De jeunes juifs, chrétiens et musulmans au-delà des murs
Bossey, 06.08.2015 (cath.ch-apic) «A la fois une découverte des autres religions et une profonde histoire d’amitié». C’est ainsi que Tsegahun, chrétien d’Afrique orientale, décrit son expérience au séminaire «Construire une communauté interreligieuse», au cours duquel 13 jeunes juifs, musulmans et chrétiens de 13 pays partagent et échangent sur leurs religions respectives, à l’Institut œcuménique de Bossey, près de Genève.
«J’ai discuté jusqu’à trois heures du matin avec une musulmane chiite. Une chose que je n’aurais jamais pensé faire un jour», confie à cath.ch Yonina, juive, du Moyen-Orient à l’instar de sa partenaire de dialogue. Le séminaire de Bossey permet en effet à ces jeunes de faire des expériences et des rencontres qui ne seront jamais envisageables pour beaucoup de leurs compatriotes. Tous les participants reconnaissent les avantages qu’offre le site du château de Bossey, où ils partagent leur quotidien pendant trois semaines. Le cadre, naturel et reposant, se prête à merveille, avec son cadre somptueux et reposant, à l’échange constructif, loin des tensions qui règnent dans beaucoup de leurs pays. «Ici, on se sent en sécurité. C’est un endroit idéal pour discuter et pour apprendre», assure Ali*, sunnite qui vient du Moyen-Orient.
Respect des sensibilités
A travers cours, ateliers, activités et visites, l’un des principaux objectifs du séminaire, qui a commencé le 27 juillet, est que les jeunes apprennent des autres religions abrahamiques. Ils participent notamment chaque jour à une session, au cours de laquelle trois passages de chacun des textes sacrés des trois religions est lu et commenté. Un moment de partage spirituel est également programmé le matin. Chaque participant présente aux autres la façon dont il prie. Des prières sont parfois prononcées en commun, mais uniquement sur des sujets généraux. Une pensée peut par exemple être lancée pour demander à Dieu la paix au Moyen-Orient. Mais «nous nous efforçons de ne brusquer aucune sensibilité religieuse», explique l’anglicane Clare Amos, directrice de programme pour le dialogue interreligieux et la coopération au Conseil œcuménique des Eglises (COE). La coalition d’Eglises organise l’événement depuis neuf ans, conjointement avec la Fondation pour l’Entre-connaissance, d’inspiration musulmane, et la fondation Racines et sources, d’inspiration judaïque, toutes trois basées à Genève. Le séminaire d’été prévoit également des visites d’une synagogue, d’une église et d’une mosquée.
◇ ◇ ◇
**À FAIRE:**
a - Répondez à ces questions d'après l'article sur le séminaire de Bossey :
(i) De combien de pays viennent les participants ?
(ii) Pendant combien de temps partagent-ils leur quotidien au château ?
(iii) Depuis combien d'années le COE organise-t-il l'événement ?
b - Poursuivez l'article sur le séminaire de Bossey à partir de sa dernière phrase.
Les lignes ci-dessous n'ont aucun lien avec l'article sur le séminaire de Bossey.

**LIGNES DE DONNÉES:**
◇ ◇ ◇
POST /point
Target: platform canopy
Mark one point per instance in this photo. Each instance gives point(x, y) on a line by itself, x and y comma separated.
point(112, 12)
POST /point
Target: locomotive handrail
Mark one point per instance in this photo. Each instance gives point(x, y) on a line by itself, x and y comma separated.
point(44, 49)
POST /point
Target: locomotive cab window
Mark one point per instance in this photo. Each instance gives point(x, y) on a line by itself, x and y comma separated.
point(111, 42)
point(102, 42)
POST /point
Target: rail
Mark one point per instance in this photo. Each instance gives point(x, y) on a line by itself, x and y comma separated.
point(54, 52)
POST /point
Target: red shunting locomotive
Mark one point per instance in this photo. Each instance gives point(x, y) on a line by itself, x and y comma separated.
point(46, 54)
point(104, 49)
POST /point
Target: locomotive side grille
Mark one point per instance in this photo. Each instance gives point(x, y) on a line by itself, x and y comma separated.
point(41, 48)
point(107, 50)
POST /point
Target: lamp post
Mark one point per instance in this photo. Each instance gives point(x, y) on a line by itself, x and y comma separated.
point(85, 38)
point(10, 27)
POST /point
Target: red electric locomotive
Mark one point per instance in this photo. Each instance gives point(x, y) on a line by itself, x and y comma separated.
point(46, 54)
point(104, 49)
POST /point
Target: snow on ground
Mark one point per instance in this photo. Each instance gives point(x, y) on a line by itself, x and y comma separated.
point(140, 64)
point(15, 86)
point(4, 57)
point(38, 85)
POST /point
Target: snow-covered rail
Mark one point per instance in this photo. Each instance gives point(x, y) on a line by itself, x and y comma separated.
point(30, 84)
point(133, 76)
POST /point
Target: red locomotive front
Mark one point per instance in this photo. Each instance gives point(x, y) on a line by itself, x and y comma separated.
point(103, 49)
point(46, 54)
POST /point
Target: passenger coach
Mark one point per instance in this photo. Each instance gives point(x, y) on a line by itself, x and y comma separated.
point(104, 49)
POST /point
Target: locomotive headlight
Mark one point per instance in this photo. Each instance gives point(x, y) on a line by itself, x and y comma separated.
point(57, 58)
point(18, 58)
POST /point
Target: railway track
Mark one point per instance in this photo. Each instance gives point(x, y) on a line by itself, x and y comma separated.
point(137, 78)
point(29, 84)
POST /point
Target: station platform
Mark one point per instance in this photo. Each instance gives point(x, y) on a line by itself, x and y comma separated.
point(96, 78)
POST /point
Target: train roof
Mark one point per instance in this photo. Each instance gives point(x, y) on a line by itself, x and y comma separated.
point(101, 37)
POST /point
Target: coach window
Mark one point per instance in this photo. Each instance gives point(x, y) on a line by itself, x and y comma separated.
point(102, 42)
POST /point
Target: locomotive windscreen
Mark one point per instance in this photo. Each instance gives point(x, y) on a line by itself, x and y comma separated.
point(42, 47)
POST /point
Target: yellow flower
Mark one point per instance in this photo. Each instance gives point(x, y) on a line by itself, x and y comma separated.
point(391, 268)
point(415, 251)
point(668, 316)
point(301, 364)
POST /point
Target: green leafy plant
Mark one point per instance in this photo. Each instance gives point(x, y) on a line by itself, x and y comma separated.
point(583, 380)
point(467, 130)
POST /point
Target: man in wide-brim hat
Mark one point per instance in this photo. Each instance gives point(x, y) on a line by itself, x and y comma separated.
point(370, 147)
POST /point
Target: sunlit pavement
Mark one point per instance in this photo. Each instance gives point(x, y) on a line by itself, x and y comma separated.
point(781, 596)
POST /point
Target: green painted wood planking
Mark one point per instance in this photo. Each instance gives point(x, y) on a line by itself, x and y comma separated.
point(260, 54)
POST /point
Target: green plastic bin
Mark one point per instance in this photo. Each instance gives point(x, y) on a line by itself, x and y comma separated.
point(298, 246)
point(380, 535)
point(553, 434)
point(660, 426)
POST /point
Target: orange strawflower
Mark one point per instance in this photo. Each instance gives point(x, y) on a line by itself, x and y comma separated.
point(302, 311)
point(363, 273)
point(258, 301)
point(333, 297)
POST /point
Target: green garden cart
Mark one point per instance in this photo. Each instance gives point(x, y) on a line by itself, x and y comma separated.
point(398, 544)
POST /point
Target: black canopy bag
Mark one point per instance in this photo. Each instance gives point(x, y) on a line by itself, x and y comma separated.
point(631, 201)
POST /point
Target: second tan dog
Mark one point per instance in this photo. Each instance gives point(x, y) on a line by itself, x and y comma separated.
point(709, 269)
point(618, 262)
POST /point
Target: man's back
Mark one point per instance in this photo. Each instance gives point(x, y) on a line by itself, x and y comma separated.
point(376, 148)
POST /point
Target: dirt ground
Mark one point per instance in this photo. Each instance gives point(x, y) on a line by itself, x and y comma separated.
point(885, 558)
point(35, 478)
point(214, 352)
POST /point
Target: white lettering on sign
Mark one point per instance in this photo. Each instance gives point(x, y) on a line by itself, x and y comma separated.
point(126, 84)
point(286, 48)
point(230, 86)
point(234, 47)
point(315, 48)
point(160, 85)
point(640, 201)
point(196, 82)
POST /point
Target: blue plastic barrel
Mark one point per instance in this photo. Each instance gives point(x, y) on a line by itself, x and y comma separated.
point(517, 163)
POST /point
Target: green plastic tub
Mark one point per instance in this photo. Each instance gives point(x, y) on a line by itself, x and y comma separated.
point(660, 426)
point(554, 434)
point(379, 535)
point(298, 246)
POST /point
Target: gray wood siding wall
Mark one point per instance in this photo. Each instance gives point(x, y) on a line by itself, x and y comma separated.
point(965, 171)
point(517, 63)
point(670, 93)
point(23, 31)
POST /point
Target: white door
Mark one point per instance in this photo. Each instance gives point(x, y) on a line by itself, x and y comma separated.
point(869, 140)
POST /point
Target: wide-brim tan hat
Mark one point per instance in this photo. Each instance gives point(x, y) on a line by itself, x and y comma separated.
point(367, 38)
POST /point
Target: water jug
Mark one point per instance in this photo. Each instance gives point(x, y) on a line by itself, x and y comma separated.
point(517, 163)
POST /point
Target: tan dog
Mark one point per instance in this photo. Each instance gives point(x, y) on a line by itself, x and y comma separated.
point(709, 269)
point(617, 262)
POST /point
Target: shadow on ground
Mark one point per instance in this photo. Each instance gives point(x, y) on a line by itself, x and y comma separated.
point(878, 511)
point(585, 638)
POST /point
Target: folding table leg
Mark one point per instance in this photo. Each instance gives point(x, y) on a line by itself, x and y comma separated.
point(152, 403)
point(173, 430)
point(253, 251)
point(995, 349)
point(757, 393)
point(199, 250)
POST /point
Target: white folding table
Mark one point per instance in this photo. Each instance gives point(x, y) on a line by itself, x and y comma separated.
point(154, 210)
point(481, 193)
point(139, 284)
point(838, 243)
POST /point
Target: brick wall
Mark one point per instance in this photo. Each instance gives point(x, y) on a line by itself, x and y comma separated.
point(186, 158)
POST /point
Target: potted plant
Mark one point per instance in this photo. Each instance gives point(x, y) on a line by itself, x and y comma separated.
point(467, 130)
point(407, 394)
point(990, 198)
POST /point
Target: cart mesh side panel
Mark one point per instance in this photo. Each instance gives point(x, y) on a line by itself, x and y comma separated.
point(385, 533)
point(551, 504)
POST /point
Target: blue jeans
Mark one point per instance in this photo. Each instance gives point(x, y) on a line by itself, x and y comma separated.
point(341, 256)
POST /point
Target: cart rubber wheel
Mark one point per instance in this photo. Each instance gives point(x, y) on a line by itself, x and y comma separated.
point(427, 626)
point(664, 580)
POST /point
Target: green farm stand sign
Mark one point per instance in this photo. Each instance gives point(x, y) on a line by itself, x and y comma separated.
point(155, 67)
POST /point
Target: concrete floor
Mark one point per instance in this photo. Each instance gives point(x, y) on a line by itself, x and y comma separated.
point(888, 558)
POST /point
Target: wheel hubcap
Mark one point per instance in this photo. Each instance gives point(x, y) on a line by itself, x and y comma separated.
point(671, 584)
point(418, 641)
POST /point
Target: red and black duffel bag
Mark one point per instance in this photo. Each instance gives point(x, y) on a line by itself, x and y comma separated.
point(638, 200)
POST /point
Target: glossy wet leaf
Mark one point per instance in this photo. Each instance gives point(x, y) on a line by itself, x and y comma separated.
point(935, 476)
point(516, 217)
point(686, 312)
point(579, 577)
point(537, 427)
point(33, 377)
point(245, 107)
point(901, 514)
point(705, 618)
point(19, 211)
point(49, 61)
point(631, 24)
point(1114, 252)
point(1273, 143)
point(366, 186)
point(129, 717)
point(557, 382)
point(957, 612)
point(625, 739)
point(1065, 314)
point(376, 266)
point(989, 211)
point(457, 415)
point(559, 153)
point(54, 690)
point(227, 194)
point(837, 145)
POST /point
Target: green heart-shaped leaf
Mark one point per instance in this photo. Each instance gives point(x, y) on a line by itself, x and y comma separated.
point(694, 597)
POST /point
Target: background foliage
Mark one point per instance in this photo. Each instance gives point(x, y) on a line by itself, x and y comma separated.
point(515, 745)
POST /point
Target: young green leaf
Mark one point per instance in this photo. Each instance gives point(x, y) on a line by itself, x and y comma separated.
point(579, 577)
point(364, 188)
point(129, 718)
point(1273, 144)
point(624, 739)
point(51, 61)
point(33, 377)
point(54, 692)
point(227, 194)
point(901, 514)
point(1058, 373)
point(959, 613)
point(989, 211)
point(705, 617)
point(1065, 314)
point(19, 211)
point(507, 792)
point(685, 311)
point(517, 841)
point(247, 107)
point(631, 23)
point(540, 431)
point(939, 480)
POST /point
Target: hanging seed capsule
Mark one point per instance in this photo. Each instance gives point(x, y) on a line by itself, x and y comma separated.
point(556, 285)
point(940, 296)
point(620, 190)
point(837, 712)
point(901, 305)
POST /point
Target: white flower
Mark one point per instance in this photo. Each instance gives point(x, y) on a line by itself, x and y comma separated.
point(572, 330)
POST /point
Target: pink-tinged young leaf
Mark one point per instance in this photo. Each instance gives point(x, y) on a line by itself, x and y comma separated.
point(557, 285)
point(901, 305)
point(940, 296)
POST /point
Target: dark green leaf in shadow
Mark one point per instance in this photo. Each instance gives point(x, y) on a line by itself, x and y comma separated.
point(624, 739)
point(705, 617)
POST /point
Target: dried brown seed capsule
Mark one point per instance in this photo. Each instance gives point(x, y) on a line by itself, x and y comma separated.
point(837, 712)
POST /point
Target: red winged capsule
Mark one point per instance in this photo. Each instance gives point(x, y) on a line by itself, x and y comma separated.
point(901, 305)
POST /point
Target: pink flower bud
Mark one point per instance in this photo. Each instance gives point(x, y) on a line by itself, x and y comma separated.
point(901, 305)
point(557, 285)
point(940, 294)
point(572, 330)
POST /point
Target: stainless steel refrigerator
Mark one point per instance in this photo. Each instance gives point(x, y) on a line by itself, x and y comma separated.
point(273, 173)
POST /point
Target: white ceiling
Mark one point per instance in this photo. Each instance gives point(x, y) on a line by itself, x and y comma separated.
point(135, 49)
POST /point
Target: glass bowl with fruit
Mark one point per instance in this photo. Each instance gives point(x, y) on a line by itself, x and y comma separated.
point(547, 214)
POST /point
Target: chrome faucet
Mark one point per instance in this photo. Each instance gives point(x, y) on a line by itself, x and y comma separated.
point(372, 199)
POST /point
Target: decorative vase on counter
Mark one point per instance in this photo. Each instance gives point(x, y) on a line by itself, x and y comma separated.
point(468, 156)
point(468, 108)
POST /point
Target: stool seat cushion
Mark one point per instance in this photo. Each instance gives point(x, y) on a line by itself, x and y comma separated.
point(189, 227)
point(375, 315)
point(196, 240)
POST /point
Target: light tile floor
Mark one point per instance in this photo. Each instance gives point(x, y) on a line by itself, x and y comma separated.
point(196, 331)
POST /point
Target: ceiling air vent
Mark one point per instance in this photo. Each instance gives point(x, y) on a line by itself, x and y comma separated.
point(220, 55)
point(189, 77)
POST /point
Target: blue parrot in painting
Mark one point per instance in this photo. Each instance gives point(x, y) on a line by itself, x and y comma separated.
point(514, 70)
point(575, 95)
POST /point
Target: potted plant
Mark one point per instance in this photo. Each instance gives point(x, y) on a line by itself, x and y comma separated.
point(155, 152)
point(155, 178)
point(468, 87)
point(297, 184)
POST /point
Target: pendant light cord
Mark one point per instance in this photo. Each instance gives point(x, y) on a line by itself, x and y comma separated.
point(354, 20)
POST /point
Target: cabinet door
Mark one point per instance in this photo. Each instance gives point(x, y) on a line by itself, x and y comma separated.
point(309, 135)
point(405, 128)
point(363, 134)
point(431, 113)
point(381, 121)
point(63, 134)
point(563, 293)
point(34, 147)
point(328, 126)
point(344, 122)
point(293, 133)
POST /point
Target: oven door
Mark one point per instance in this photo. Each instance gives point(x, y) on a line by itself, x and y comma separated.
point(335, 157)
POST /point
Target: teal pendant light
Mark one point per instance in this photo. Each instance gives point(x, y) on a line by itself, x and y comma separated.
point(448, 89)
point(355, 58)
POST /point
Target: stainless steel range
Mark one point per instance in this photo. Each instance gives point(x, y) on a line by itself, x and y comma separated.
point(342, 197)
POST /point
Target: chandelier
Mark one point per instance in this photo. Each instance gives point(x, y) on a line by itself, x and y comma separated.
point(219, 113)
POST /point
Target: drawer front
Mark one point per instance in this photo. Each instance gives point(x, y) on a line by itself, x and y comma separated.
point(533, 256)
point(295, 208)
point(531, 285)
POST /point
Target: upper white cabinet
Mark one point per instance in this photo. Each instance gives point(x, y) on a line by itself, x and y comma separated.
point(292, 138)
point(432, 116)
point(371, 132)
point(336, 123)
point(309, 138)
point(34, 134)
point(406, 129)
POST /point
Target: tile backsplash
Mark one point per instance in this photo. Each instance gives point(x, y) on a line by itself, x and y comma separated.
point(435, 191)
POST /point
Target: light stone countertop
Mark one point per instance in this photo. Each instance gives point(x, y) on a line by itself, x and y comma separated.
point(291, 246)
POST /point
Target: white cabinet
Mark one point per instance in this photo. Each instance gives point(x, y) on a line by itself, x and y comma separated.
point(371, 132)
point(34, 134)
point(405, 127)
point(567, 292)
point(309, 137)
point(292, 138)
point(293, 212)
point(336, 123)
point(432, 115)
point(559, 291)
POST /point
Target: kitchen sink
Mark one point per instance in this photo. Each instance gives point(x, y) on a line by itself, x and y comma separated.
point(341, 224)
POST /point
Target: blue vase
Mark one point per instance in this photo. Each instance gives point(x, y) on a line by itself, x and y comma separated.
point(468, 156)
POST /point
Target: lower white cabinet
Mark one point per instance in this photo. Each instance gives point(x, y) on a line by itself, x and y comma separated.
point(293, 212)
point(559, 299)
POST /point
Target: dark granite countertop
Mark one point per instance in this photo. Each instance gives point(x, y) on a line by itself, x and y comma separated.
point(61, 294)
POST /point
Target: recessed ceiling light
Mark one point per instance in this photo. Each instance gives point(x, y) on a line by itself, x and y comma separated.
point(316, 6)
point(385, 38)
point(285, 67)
◇ ◇ ◇
**RÉPONSES:**
a -
(i) De 13 pays.
(ii) Pendant trois semaines.
(iii) Depuis neuf ans.

b -
Quand tombent les stéréotypes
Chaque édition s’articule sur un nouveau thème. Cette année, les discussions se sont axées sur la «richesse et la pauvreté». Les jeunes ont ainsi pu découvrir comment ces notions sont perçues dans les trois religions monothéistes. Le but premier est cependant toujours de faire en sorte que le pratiquant d’une religion abrahamique découvre les grands principes des deux autres, qui sont assez souvent méconnus. «Je ne pensais pas que les gens en savaient aussi peu sur le judaïsme», relève Mollie, une juive américaine. Tsegahun admet lui-aussi qu’avant de venir en Suisse, il en savait très peu sur l’islam et sur la religion juive. En général, ils découvrent avec ce processus, que les différences entre leurs croyances sont moins importantes que ce qu’ils avaient imaginé. «J’ai été étonné par tout ce que l’islam a en commun avec le christianisme et le judaïsme», souligne ainsi Ali*. Les participants notent aussi à quel point le fait d’être immergés avec des représentants des autres religions, élèvent leur capacité de compréhension de l’autre et de ses usages. Tsegahun affirme ainsi que tous les stéréotypes qu’il pouvait avoir sur les musulmans et les juifs se sont écroulés depuis qu’il a commencé le séminaire. Il comprend maintenant que les extrémistes qui répandent la violence dans le monde ne le font pas sur la base de leur propre foi, dont ils ignorent souvent les principes mêmes.
L’amitié par-delà les clivages
Hafid Ouardiri, directeur de la Fondation de l’Entre-connaissance rappelle l’objectif premier du séminaire, qui est de créer, au-delà des notions de nationalités et d’ethnicité, une véritable «communauté interreligieuse», une «dynamique spirituelle». Outre la compréhension intellectuelle, la création de liens affectifs entre les participants constitue également un pilier de la démarche de Bossey. «Notre objectif est qu’ils se quittent amis», relève le Père Lawrence Iwuamadi. Ce prêtre catholique nigérian a été envoyé par le Vatican pour coordonner le projet auprès du COE. «Nous souhaitons que les petites lumières que nous avons allumées grandiront», déclare le professeur d’herméneutique biblique. Tous les participants interrogés confirment à cath.ch que de fortes relations se créent et qu’ils ressentent déjà la déchirure du départ. «On vit ici des moments magiques», assure Mollie.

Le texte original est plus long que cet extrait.